Übungstext →

Anschließend gingen Maas und Kollegen daran, aus den Merkmalsvarianzen zwischen ein- und zweieiigen Zwillingen den Grad der Erblichkeit von Tinnitus abzuschätzen. Dazu gaben sie das Maß an, in dem sich die Varianz des phänotypischen Merkmals aus den Genen im Vergleich zum Einfluss der Umwelt erklären lässt. Grob gesprochen errechnet sich dieses Maß als Quotient aus genetischer zu phänotypischer Varianz. Haben die Gene keinen Einfluss, liegt dieser Wert bei 0. Sind die Gene allein verantwortlich, resultiert ein Wert von 1.

Im Mittel ergab sich für die Erblichkeit von Tinnitus ein Wert von 0,43. Das liegt in der Größenordnung anderer komplexer Erkrankungen, die mit dem ZNS in Verbindung stehen, wie Depressionen, Parkinson- oder Alzheimerkrankheit. Auch hier war der Zusammenhang mit bilateralem Tinnitus stärker ausgeprägt als für unilaterale Ohrgeräusche.

Die Gene sind laut dieser Ergebnisse zwar nicht allein, aber doch in gewichtiger Form an der Tinnitusentwicklung beteiligt, besonders mit Blick auf bilaterales Auftreten. „Die genetische Prädisposition scheint demnach für die Entwicklung bestimmter Tinnitusformen wichtig zu sein, während nicht-genetische Faktoren bestimmen, ob sich die Disposition zum Tinnitus auswächst“, schreiben Maas und Mitarbeiter.

Übungsaufgaben →
1. Stimmen diese Aussagen mit dem Text zur Erblichkeit von Tinnitus überein? Antworte jeweils mit Ja oder Nein und zitiere die entscheidenden Worte. (a) Haben die Gene keinen Einfluss, liegt der Erblichkeitswert bei 1. (b) Im Mittel ergab sich für die Erblichkeit von Tinnitus ein Wert von 0,43. (c) Der Zusammenhang war bei unilateralem Tinnitus stärker ausgeprägt als bei bilateralem.
2. In welcher Größenordnung liegt laut dem Text zur Erblichkeit von Tinnitus der ermittelte Erblichkeitswert?

Daten zu Referenzausdrücken →

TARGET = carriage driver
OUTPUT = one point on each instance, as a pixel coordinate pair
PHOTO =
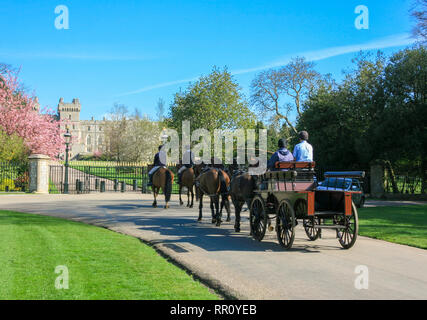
(303, 151)
(282, 154)
(187, 161)
(158, 162)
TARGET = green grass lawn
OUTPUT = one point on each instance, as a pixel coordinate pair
(400, 224)
(102, 264)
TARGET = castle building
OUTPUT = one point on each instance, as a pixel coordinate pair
(87, 135)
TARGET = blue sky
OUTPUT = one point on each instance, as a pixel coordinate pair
(135, 52)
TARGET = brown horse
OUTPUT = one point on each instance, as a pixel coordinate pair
(214, 183)
(187, 180)
(162, 179)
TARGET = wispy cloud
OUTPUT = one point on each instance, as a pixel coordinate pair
(403, 39)
(72, 56)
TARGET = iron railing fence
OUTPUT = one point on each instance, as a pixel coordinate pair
(14, 177)
(86, 176)
(405, 183)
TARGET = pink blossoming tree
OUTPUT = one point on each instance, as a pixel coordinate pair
(19, 115)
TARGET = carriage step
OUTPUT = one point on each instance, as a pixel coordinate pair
(320, 213)
(330, 227)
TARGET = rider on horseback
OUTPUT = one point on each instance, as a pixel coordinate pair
(187, 161)
(159, 161)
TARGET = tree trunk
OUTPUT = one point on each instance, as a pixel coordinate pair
(390, 171)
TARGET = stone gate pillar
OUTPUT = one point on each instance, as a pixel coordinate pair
(39, 173)
(377, 180)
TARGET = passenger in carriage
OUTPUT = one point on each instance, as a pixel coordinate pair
(282, 154)
(303, 151)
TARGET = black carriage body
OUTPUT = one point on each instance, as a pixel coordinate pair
(291, 194)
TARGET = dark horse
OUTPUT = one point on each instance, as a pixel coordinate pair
(242, 188)
(214, 183)
(187, 180)
(162, 179)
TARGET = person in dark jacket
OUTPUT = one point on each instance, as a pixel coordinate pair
(282, 154)
(159, 161)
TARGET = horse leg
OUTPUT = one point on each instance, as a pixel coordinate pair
(200, 206)
(214, 214)
(166, 203)
(237, 208)
(227, 207)
(188, 197)
(192, 197)
(180, 200)
(218, 212)
(155, 195)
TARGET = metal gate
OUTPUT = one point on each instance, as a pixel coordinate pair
(14, 176)
(86, 177)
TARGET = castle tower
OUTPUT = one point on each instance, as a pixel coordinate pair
(69, 111)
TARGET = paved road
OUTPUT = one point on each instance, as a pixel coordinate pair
(236, 263)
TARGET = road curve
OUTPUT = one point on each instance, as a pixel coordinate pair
(239, 265)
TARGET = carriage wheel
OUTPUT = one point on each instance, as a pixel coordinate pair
(347, 236)
(309, 223)
(285, 224)
(311, 231)
(258, 218)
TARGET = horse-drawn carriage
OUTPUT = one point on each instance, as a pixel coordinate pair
(291, 195)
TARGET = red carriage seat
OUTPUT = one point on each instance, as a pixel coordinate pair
(295, 165)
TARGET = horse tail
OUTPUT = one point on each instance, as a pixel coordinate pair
(222, 183)
(168, 185)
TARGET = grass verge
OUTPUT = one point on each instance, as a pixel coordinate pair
(102, 264)
(399, 224)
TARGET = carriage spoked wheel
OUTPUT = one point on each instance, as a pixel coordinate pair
(258, 218)
(347, 235)
(309, 223)
(285, 224)
(311, 231)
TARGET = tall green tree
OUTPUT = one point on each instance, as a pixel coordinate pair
(213, 102)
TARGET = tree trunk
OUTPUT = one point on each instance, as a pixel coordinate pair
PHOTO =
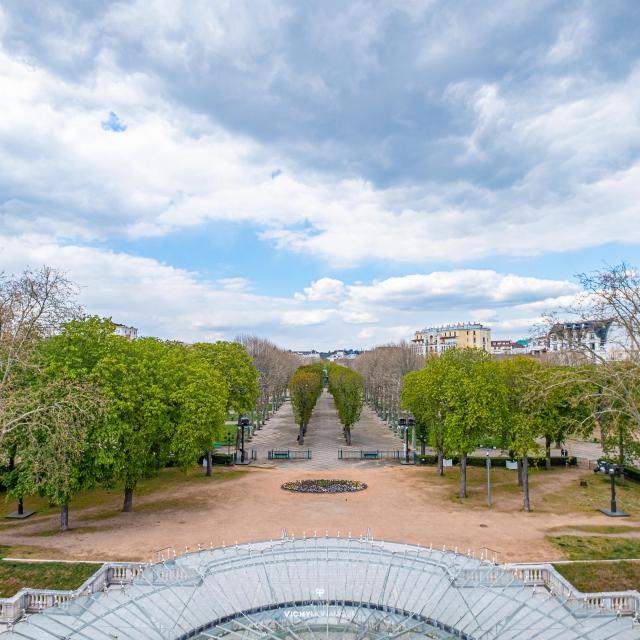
(463, 475)
(547, 446)
(525, 483)
(128, 500)
(209, 462)
(64, 516)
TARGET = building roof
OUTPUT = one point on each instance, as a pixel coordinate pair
(332, 587)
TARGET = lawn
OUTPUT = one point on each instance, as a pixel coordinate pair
(41, 575)
(602, 576)
(597, 547)
(596, 495)
(110, 499)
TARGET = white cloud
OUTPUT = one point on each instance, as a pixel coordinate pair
(174, 303)
(235, 284)
(322, 289)
(172, 169)
(307, 318)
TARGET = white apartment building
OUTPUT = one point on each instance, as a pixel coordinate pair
(604, 339)
(507, 348)
(463, 335)
(130, 333)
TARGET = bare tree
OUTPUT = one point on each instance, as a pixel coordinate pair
(383, 370)
(601, 352)
(33, 306)
(276, 366)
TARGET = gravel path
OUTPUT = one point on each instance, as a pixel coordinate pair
(324, 437)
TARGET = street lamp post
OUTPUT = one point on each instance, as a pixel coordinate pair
(488, 480)
(613, 471)
(243, 423)
(229, 440)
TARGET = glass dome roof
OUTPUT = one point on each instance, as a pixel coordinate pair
(324, 588)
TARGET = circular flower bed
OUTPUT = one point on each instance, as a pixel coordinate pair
(324, 486)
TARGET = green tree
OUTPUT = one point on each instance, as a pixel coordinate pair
(525, 415)
(305, 388)
(423, 395)
(347, 388)
(58, 454)
(474, 400)
(235, 365)
(136, 433)
(200, 401)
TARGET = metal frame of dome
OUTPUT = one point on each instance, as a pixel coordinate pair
(244, 591)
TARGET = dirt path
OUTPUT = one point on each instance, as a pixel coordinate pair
(324, 437)
(406, 504)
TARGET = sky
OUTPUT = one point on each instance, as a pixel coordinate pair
(321, 173)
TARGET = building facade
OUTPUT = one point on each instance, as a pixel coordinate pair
(595, 339)
(507, 348)
(464, 335)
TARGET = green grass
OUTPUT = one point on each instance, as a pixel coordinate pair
(597, 547)
(602, 576)
(596, 495)
(40, 575)
(110, 499)
(598, 528)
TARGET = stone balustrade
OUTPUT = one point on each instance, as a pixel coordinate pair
(116, 574)
(545, 575)
(110, 574)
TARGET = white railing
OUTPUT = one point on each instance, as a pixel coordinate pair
(545, 575)
(115, 574)
(33, 600)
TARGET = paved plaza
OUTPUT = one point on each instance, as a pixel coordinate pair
(324, 437)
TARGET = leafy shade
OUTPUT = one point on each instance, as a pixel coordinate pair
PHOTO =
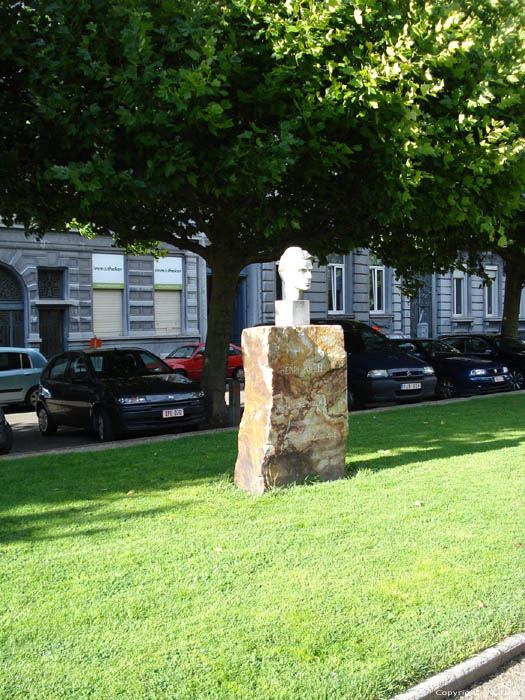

Lösungen →
1.
(a) Nein: „Haben die Gene keinen Einfluss, liegt dieser Wert bei 0.“
(b) Ja: „Im Mittel ergab sich für die Erblichkeit von Tinnitus ein Wert von 0,43.“
(c) Nein: „Auch hier war der Zusammenhang mit bilateralem Tinnitus stärker ausgeprägt als für unilaterale Ohrgeräusche.“

2. In der Größenordnung anderer komplexer Erkrankungen, die mit dem ZNS in Verbindung stehen, wie Depressionen, Parkinson- oder Alzheimerkrankheit.